### [REQUESTS]
1 - Transcribe the section of the local extrema code excerpt that opens with the words containing "Lastly, here is" and closes with "return str((self.x, self.y))".
2 - Summarize the local extrema code excerpt in two sentences.

### [EXCERPTED TEXT]
Here I have adapted the function to yield local extrema:

def extrema(value, deltas):
    values = [value]
    for delta in deltas:
        value += delta
        values.append(value)
    average = sum(values)/len(values)
    threshold = (max(values) - min(values))/6
    min_threshold = average - threshold
    max_threshold = average + threshold
    min_value = max_value = None
    for value in values:
        if value < min_threshold:
            if min_value is None or value < min_value:
                min_value = value
        elif value > max_threshold:
            if max_value is None or value > max_value:
                max_value = value
        elif min_value is not None and max_value is not None:
            yield min_value, max_value
            max_value = min_value = None

You can fine-tune the function from here. For instance, the function could skip the first values until min_threshold < value < max_threshold to find the start of a cycle, and at the end it could yield the last extremum if it did not end with a full cycle.

Lastly, here is a function that works with point tuples as in your example data.

class Point(object):

    __slots__ = ('x', 'y')

    def __init__(self, x=0, y=0):
        self.x = x
        self.y = y

    def __repr__(self):
        return str((self.x, self.y))

    def __iadd__(self, other):
        self.x += other.x
        self.y += other.y
        return self

    def __isub__(self, other):
        self.x -= other.x
        self.y -= other.y
        return self

    def __idiv__(self, number):
        self.x /= number
        self.y /= number
        return self

    def abs(self):
        return abs(self.x) + abs(self.y)

### [STORED RECORDS]
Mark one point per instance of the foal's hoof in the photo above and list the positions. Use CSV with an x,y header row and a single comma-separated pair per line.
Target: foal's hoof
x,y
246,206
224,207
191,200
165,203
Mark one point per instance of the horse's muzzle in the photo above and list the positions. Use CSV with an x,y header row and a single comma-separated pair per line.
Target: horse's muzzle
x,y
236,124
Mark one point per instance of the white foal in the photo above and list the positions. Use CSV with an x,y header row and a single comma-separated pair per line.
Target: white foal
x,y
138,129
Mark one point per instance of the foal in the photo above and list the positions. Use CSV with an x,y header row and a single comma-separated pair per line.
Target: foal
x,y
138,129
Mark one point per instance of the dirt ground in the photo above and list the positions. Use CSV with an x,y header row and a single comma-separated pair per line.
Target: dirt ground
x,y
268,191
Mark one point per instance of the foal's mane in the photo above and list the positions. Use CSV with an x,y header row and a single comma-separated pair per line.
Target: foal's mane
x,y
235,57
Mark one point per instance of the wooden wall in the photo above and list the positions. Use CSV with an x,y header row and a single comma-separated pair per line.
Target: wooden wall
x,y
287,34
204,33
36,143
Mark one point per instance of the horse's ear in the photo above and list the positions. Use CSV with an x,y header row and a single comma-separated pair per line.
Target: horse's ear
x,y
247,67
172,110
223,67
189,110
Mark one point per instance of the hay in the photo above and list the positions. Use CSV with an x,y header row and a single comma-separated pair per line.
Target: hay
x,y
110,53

### [RESULTS IN ORDER]
1 -
Lastly, here is a function that works with point tuples as in your example data.

class Point(object):

    __slots__ = ('x', 'y')

    def __init__(self, x=0, y=0):
        self.x = x
        self.y = y

    def __repr__(self):
        return str((self.x, self.y))

2 - The text presents a function adapted to yield local extrema and says it can be fine-tuned, for instance by skipping the first values until one falls between min_threshold and max_threshold to find the start of a cycle, and by yielding the last extremum if the data did not end with a full cycle. It then offers code meant to work with point tuples like those in the example data.